Here's a basic recipe in english: https://healthyplanbyann.com/zakwas-wigilijny-barszcz-czerwony/

And some tips from me:
- beets need to be raw, peeled, cleaned thoroughly and cut into quarters.
- skip the sourdough rye bread and ferment the beets for 5-7 days, NOT 3-4 as the recipe says; bread is supposed to speed up the fermentation process, but is not necessary, especially if you have never fermented anything before, as it can cause mold in your leaven.
- you can add spices such as cumin, ginger root, allspice or cilantro. I like adding a slice of lemon.
- it's not necessary to cover the jar with something heavy. From my experience it's much better to use a cheesecloth and fasten it with a rubber band to let the leaven "breathe", like in the picture. Keep the jar in a dry, moderately warm place.
- check the jar every day (twice daily if you have the time). When there's foam on the surface, remove it with a spoon and stir the leaven a little bit.
- important: never touch the leaven with a spoon that hasn't been cleaned in boiling water. The glass jar you're using for fermentation also needs to be sterilized before you start!
- it's best to use a wooden or ceramic spoon, but metal is also fine. Just don't use plastic.
- beets must be entirely covered with water at all times, otherwise they might grow mold and you'll have to throw the whole thing away. You can prevent pieces from floating up by packing them really tightly inside the jar.
- you might notice a sort of plaque floating on the surface, but as long as it's not mold (white/green and fuzzy), you're fine. It's a byproduct of fermentation and can be removed along with the foam.
- once the fermentation is finished, strain the leaven through a gauze-covered sieve and pour it into a clean jar. Close it tightly and you can store it in a fridge for up to two weeks.

○ ○ ○ ○ ○

Directions
1. According to the beet fermentation tips, how long can the finished leaven be stored in a fridge?
2. In one to three sentences, explain why the beet fermentation tips advise skipping the sourdough rye bread.
3. Please write out the part of the beet fermentation tips that opens with the words containing "- beets must" and closes with "inside the jar.".

Information supplied
○ ○ ○ ○ ○

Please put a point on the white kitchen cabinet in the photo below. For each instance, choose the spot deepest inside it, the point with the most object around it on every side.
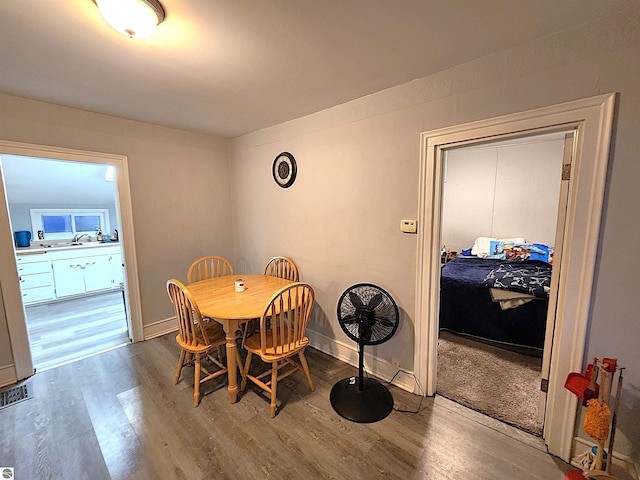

○ ○ ○ ○ ○

Expected results
1. Up to two weeks.

2. The bread is meant only to speed up fermentation and isn't necessary. It can also cause mold in the leaven, which is a particular concern for anyone who has never fermented anything before.

3.
- beets must be entirely covered with water at all times, otherwise they might grow mold and you'll have to throw the whole thing away. You can prevent pieces from floating up by packing them really tightly inside the jar.